**Data to process:**

________________

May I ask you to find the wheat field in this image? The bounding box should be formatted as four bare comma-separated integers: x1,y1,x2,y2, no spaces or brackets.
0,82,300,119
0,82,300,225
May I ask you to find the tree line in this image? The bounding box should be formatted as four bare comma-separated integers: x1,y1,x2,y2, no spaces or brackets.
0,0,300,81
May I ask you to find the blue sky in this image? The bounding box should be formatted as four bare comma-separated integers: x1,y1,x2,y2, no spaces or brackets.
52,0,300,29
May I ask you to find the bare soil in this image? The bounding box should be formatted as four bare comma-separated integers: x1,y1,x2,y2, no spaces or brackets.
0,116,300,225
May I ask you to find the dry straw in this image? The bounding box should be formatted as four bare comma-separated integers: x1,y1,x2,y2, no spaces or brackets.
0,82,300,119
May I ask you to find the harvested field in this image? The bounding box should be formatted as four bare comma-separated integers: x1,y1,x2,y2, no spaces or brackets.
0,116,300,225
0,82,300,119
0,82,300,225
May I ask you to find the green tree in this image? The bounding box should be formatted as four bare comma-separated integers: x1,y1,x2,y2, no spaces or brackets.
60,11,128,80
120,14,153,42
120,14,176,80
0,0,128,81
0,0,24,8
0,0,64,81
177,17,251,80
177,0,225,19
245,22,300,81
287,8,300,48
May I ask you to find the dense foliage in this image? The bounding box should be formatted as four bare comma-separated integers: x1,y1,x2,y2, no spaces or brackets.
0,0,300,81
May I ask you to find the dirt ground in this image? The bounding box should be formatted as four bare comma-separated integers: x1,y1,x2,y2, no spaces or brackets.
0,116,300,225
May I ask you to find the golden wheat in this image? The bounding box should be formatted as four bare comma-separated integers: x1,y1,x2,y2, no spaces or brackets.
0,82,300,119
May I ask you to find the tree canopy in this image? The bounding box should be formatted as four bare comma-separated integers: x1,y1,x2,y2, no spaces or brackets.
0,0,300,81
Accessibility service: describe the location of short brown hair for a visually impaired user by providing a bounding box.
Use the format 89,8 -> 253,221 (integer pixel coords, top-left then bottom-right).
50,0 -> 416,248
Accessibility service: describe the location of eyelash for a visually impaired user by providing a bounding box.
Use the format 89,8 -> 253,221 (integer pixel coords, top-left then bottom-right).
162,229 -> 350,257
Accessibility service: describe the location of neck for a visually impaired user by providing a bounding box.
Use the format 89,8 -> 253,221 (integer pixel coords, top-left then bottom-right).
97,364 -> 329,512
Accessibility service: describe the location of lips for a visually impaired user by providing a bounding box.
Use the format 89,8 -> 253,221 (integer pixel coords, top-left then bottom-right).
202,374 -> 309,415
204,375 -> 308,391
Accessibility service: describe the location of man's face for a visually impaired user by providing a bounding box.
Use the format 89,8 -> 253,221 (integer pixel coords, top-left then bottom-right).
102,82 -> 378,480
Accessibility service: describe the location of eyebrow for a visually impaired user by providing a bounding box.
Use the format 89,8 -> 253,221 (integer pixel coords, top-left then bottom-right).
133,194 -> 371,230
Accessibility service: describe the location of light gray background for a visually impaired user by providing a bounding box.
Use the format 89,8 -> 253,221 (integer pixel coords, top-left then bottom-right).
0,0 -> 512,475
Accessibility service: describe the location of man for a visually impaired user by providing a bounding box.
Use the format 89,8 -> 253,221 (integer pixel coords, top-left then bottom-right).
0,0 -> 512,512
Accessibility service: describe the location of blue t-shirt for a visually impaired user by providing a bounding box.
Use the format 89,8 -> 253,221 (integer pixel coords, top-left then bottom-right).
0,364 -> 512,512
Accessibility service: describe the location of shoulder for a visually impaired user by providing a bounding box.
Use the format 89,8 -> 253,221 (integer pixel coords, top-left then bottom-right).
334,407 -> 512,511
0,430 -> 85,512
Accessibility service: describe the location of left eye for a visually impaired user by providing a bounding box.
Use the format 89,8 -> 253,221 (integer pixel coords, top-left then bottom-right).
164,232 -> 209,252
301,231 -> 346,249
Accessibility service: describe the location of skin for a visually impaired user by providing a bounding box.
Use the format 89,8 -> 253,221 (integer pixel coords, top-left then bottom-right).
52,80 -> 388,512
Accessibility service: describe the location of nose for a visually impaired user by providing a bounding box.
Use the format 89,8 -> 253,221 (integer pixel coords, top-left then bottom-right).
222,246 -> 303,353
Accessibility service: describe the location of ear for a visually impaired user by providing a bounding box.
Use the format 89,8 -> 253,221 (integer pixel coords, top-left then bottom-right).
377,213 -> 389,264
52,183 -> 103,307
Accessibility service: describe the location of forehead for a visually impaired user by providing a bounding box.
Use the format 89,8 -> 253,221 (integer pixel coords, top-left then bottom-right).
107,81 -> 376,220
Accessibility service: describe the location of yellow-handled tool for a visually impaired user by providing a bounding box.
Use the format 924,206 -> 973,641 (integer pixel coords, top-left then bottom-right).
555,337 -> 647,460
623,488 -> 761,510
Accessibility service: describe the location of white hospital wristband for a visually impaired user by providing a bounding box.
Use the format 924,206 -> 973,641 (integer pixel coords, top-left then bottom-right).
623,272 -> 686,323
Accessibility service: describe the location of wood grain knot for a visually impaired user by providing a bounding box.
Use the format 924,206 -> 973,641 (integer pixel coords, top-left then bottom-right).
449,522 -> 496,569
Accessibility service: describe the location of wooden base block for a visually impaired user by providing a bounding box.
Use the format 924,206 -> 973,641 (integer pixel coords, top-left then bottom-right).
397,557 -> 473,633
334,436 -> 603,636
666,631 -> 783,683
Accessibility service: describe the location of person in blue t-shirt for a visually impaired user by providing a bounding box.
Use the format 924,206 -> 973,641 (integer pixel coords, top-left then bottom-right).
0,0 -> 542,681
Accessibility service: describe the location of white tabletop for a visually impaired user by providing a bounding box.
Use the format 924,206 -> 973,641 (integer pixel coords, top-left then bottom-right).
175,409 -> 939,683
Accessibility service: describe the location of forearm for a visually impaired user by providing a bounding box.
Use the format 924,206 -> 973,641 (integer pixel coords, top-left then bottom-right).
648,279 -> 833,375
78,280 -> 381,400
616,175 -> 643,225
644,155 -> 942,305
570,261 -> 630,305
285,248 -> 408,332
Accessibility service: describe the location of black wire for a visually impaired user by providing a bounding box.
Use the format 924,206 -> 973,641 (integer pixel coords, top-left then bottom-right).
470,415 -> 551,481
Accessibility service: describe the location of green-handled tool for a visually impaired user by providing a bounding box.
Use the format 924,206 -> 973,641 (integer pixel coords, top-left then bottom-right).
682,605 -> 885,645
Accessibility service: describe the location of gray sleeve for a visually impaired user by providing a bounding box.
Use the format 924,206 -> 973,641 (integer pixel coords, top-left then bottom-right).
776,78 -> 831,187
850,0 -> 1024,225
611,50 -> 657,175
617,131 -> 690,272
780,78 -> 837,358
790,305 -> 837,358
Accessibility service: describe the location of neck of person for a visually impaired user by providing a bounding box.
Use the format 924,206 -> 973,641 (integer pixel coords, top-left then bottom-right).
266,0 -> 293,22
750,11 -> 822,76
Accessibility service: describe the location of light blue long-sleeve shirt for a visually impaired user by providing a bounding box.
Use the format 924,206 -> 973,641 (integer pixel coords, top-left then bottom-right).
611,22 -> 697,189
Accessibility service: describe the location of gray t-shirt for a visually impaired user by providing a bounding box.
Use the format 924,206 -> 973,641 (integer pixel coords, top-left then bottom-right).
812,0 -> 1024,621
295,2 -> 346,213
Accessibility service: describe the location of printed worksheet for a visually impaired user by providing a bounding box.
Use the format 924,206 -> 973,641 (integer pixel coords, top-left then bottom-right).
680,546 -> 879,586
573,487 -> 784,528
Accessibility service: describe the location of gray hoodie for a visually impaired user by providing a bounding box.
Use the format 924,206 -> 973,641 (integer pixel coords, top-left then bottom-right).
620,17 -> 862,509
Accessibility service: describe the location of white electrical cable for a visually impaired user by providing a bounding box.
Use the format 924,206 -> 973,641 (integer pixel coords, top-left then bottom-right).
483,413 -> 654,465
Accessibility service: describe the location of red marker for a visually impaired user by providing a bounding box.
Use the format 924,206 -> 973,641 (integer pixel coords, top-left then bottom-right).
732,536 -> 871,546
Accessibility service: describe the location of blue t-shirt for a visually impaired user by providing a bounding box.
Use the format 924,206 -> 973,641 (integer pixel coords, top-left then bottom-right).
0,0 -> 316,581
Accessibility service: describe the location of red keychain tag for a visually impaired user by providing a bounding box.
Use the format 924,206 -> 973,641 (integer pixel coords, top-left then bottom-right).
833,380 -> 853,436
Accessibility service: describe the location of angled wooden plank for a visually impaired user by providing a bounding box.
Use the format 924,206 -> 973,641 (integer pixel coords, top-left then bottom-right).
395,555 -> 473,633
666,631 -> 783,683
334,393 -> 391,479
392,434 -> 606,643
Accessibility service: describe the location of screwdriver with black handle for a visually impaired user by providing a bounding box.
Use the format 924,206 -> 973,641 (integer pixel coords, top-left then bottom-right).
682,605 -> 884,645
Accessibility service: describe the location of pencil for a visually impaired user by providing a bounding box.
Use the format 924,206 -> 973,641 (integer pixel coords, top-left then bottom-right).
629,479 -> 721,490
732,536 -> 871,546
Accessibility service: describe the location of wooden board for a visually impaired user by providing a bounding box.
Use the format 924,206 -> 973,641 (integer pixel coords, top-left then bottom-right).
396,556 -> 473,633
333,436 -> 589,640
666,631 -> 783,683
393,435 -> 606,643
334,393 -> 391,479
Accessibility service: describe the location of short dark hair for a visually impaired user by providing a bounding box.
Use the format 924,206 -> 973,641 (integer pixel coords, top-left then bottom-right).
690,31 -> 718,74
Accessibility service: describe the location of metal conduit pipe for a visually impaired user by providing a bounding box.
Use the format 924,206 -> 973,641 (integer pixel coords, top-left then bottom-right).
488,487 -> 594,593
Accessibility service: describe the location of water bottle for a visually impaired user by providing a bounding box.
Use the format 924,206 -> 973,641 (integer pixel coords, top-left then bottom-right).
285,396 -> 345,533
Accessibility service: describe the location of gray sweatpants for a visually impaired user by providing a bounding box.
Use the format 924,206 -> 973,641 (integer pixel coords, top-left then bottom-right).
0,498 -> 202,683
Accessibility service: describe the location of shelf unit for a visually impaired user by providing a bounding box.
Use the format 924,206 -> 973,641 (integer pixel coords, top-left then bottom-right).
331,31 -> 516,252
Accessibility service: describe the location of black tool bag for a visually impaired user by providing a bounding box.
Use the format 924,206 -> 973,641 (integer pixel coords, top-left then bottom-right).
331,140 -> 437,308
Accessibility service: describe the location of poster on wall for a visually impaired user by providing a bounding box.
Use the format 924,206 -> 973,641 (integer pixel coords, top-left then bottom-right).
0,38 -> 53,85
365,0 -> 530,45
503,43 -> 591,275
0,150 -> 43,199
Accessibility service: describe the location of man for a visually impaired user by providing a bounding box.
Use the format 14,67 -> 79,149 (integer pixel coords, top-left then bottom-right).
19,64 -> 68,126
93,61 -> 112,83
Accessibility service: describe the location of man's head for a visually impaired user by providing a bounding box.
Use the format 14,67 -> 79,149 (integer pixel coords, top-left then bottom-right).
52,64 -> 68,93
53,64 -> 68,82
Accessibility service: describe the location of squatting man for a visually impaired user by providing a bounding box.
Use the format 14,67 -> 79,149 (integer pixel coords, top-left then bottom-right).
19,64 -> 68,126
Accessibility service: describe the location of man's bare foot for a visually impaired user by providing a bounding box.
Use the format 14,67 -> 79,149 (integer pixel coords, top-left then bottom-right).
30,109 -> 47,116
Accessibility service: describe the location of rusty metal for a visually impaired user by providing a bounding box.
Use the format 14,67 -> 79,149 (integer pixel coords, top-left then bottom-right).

________________

**Problem details:** Gather every line of the entries above that contains the word "handled", treating case as significant.

**Completed task:**
Accessibility service: describe the location of yellow-handled tool for a visually impaired user by providing a bounding box.
Accessibility service: describe the location of green-handled tool for a visually impaired user by providing a bounding box.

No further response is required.